▸ **WRITTEN TASK**:
Recast every line of the items below as a Markdown table with the columns Row and Item line. Number the rows in order and leave out blank lines.

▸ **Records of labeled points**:

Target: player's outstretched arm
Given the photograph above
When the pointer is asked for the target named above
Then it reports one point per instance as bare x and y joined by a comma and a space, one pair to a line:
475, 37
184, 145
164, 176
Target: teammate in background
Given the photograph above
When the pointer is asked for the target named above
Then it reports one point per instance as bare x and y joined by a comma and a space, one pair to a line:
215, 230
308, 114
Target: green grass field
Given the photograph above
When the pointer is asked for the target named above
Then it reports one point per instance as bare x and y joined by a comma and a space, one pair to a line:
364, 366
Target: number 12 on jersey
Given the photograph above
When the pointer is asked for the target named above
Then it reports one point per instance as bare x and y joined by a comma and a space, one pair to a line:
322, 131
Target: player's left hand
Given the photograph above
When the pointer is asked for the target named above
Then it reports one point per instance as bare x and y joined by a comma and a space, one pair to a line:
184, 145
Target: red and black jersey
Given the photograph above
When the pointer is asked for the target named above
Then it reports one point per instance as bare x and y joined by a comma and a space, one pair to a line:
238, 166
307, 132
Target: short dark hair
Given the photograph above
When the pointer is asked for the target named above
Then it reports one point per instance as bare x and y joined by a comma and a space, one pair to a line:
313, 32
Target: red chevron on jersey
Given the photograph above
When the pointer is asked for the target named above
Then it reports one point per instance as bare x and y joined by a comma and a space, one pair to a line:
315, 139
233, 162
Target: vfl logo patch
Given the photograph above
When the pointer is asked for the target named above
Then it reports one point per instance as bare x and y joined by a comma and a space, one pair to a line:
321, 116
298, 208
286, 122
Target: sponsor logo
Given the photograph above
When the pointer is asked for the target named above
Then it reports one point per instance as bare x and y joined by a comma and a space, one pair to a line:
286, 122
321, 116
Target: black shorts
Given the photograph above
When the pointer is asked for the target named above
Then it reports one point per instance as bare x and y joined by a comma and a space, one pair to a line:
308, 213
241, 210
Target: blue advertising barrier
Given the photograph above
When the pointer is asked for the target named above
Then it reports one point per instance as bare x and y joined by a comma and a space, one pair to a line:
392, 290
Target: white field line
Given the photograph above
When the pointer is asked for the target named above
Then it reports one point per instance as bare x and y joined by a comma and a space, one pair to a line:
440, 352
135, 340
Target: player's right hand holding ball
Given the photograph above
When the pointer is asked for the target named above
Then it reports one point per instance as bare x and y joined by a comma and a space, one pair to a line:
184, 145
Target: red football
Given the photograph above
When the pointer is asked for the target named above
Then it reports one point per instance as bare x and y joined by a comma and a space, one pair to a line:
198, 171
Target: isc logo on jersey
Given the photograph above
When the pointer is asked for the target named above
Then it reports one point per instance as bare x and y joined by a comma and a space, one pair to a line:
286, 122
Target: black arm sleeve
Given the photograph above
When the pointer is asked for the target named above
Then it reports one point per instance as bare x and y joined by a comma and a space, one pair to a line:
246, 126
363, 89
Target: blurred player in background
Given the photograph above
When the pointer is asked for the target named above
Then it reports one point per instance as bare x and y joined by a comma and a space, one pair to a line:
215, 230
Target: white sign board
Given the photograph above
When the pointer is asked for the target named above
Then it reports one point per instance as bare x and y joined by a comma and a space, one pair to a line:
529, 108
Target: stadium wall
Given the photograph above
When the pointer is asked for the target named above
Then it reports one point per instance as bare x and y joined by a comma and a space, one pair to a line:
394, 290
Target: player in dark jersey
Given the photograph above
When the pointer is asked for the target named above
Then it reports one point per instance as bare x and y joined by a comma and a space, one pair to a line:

▸ **REPLY TO THE TASK**:
| Row | Item line |
|---|---|
| 1 | Target: player's outstretched arm |
| 2 | Given the photograph above |
| 3 | When the pointer is asked for the target named above |
| 4 | Then it reports one point per instance as bare x and y joined by a comma and a space, one pair to a line: |
| 5 | 475, 37 |
| 6 | 184, 145 |
| 7 | 164, 176 |
| 8 | Target: teammate in background |
| 9 | Given the photograph above |
| 10 | When the pointer is asked for the target named above |
| 11 | Then it reports one point per instance as bare x and y joined by a comma and a space, one pair to a line: |
| 12 | 215, 230 |
| 13 | 308, 114 |
| 14 | Target: green grass field |
| 15 | Given the photograph above |
| 16 | When the pointer is asked for the target named above |
| 17 | Then it reports one point per instance as bare x and y joined by a comma and a space, one pair to a line: |
| 18 | 364, 366 |
| 19 | Target: number 12 on jersey |
| 20 | Given the photograph above |
| 21 | When the pointer is asked for the target named above |
| 22 | Then it reports one point per instance as bare x and y joined by a comma and a space, one pair to a line: |
| 23 | 322, 131 |
| 24 | Target: player's left hand |
| 25 | Given the photograph above |
| 26 | When the pointer is asked for the target named above |
| 27 | Then it reports one point per instance as bare x and y joined by a comma and a space, one pair to a line: |
| 28 | 184, 145 |
| 29 | Target: red and black jersey |
| 30 | Given the photograph above |
| 31 | When the pointer is asked for the target named above |
| 32 | Then it reports one point per instance as bare x and y joined by a comma and a space, one pair to a line: |
| 33 | 238, 166 |
| 34 | 307, 132 |
| 35 | Target: short dark hair |
| 36 | Given the photograph above |
| 37 | When the pointer is asked for the target named above |
| 38 | Then it reports one point per instance as bare x and y joined by a comma and a space, one pair to a line: |
| 39 | 313, 32 |
| 40 | Target: red chevron on jersey |
| 41 | Given the photograph above |
| 42 | When the pointer is asked for the target named above |
| 43 | Then it reports one point per instance as bare x and y joined by a comma and a space, one pair to a line: |
| 44 | 315, 139 |
| 45 | 233, 162 |
| 46 | Target: vfl logo patch |
| 47 | Given the photograph above |
| 48 | When the pointer is asked for the target named above |
| 49 | Then it reports one point per instance as bare x and y joined by a comma and a space, one pair to a line: |
| 50 | 321, 116 |
| 51 | 298, 208 |
| 52 | 286, 122 |
| 53 | Target: sponsor logo |
| 54 | Given the photograph above |
| 55 | When the pointer is asked for the target named above |
| 56 | Then it reports one point per instance as bare x and y joined by a comma and a space, one pair to a line: |
| 57 | 286, 122 |
| 58 | 321, 116 |
| 59 | Target: black shorts |
| 60 | Given the photograph above |
| 61 | When the pointer is asked for the target named above |
| 62 | Then it reports one point per instance as bare x and y joined by a comma and a space, one pair to a line: |
| 63 | 308, 213 |
| 64 | 241, 210 |
| 65 | Target: blue advertising barrier |
| 66 | Given the photograph above |
| 67 | When the pointer is asked for the target named above |
| 68 | Then it reports one point per instance as bare x and y joined by a comma and a space, one pair to a line: |
| 69 | 392, 290 |
| 70 | Target: white field line |
| 71 | Given the photograph above |
| 72 | When the pointer is asked for the target named above |
| 73 | Then it reports one point per instance as bare x and y joined by a comma and a space, one pair to a line: |
| 74 | 440, 352 |
| 75 | 135, 340 |
| 76 | Target: player's right hand holding ball |
| 77 | Given the photograph above |
| 78 | When the pointer is asked for the target named above |
| 79 | Then it reports one point per instance as bare x and y joined by a comma and a space, one pair to a line: |
| 80 | 184, 145 |
| 81 | Target: red football |
| 82 | Given the photograph above |
| 83 | When the pointer is asked for the target named above |
| 84 | Then it reports one point per instance as bare x and y joined by a comma and a space, one pair to a line: |
| 85 | 198, 171 |
| 86 | Target: isc logo on jersey |
| 87 | Given the photograph above |
| 88 | When the pointer is asked for the target named above |
| 89 | Then it reports one point per instance as bare x and y joined by a comma and a space, one pair to a line: |
| 90 | 286, 122 |
| 91 | Target: black arm sleeve |
| 92 | Given the photograph above |
| 93 | When the pointer is asked for the target named above |
| 94 | Then it reports one point per instance as bare x and y joined by a comma and a space, one pair to a line: |
| 95 | 246, 126 |
| 96 | 363, 89 |
| 97 | Target: blurred player in background |
| 98 | Given the photograph above |
| 99 | When the pointer is asked for the target named above |
| 100 | Then it reports one point per instance as bare x and y joined by a comma and a space, one pair to a line: |
| 101 | 215, 230 |
| 102 | Target: white sign board |
| 103 | Given the photograph above |
| 104 | When the pointer is asked for the target named above |
| 105 | Then it reports one point per instance as bare x and y joined by a comma and a space, one pair to a line: |
| 106 | 529, 108 |
| 107 | Target: stadium wall |
| 108 | Given the photograph above |
| 109 | When the pointer is asked for the target named above |
| 110 | Then it reports one point per instance as bare x and y joined by a comma and a space, one pair to a line: |
| 111 | 394, 290 |
| 112 | Target: player in dark jersey |
| 113 | Given the photograph above |
| 114 | When the pointer is asked for the target named above |
| 115 | Then it reports one point per instance as bare x and y joined by a comma and a space, one pair to a line: |